TEXTAUSZUG:
********

Deutschland, du bist immer noch hochentwickelt und hochindustrialisiert. Und Du hast in den letzten zehn Jahren um circa 5 Mio. Menschen zugelegt. Du hast gewaltige Potenziale und Probleme gleichermaßen. Denkst du nicht, dass Du Deine Probleme hier selber lösen solltest, und zwar ohne durch Schwellen- und Entwicklungsländer zu reisen, also durch Länder, die ihre eigenen Sorgen und Nöte und die es schwer genug haben, und diesen die wenigen Fachkräfte, die diese armen Länder selber ausgebildet haben, auch noch abzuwerben? Reicht es Dir nicht, dass Du offenbar auch Deine ganze eigene Art der Klimarettung offenbar ohne Rücksicht auf Verluste v.a. der armen Menschen in armen Ländern versuchst umzusetzen?
Solltest Du nicht besser daran arbeiten, Dein weiland zeitgemäßes und adäquates Bildungssystem wieder aufzurichten? Solltest Du nicht dafür sorgen, dass sich Ausbildung, Arbeit und Leistung auch hierzulande wieder lohnen, und zwar für die, die all das geben, und für die, die das nehmen. Noch kannst Du es. Noch hast Du alle Kapazitäten dazu. Aber es werden ständig weniger, jeden Tag. Und je länger Du wartest und je weniger du hier erreichst, desto weniger attraktiv wirst Du ohnehin für fremde Fachkräfte. Dann werden noch mehr Politiker als nur Lindner ihren Ghana-Moment haben. Und vielleicht ist das auch gut so. Denn spätestens dann wirst Du lernen müssen, deine Lage selbst in den Griff zu bekommen.

********

GEZEIGTE ANGABEN:
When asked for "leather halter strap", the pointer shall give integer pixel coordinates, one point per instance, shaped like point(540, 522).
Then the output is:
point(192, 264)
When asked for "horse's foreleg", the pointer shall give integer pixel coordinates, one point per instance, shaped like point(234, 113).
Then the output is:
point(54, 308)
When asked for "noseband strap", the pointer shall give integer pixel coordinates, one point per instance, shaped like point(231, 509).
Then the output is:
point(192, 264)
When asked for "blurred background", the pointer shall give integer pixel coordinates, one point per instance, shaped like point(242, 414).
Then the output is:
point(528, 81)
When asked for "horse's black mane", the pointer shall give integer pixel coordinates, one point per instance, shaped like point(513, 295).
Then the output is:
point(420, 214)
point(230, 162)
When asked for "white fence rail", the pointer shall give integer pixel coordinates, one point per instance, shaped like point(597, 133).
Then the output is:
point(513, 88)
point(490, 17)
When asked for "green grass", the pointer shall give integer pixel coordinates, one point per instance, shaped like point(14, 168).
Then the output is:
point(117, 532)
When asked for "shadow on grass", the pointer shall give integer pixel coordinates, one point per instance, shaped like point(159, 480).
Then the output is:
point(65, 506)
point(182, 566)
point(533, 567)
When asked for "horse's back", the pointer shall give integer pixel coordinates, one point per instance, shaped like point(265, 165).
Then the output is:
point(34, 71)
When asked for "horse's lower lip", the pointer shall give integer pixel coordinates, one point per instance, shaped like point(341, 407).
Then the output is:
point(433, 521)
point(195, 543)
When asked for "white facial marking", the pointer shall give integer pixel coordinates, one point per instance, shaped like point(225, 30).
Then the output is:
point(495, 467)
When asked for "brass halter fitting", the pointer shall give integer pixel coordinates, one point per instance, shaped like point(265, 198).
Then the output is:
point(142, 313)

********

AUFGABEN:
1) Schreiben Sie aus dem Textauszug die Stelle von "Solltest Du nicht besser" bis einschließlich "Griff zu bekommen." wortgetreu ab.
2) Was soll sich laut dem Textauszug hierzulande wieder lohnen? Nennen Sie alles, was dort dazu aufgezählt wird.

LÖSUNGEN JE AUFGABE:
1)
Solltest Du nicht besser daran arbeiten, Dein weiland zeitgemäßes und adäquates Bildungssystem wieder aufzurichten? Solltest Du nicht dafür sorgen, dass sich Ausbildung, Arbeit und Leistung auch hierzulande wieder lohnen, und zwar für die, die all das geben, und für die, die das nehmen. Noch kannst Du es. Noch hast Du alle Kapazitäten dazu. Aber es werden ständig weniger, jeden Tag. Und je länger Du wartest und je weniger du hier erreichst, desto weniger attraktiv wirst Du ohnehin für fremde Fachkräfte. Dann werden noch mehr Politiker als nur Lindner ihren Ghana-Moment haben. Und vielleicht ist das auch gut so. Denn spätestens dann wirst Du lernen müssen, deine Lage selbst in den Griff zu bekommen.

2) Ausbildung, Arbeit, Leistung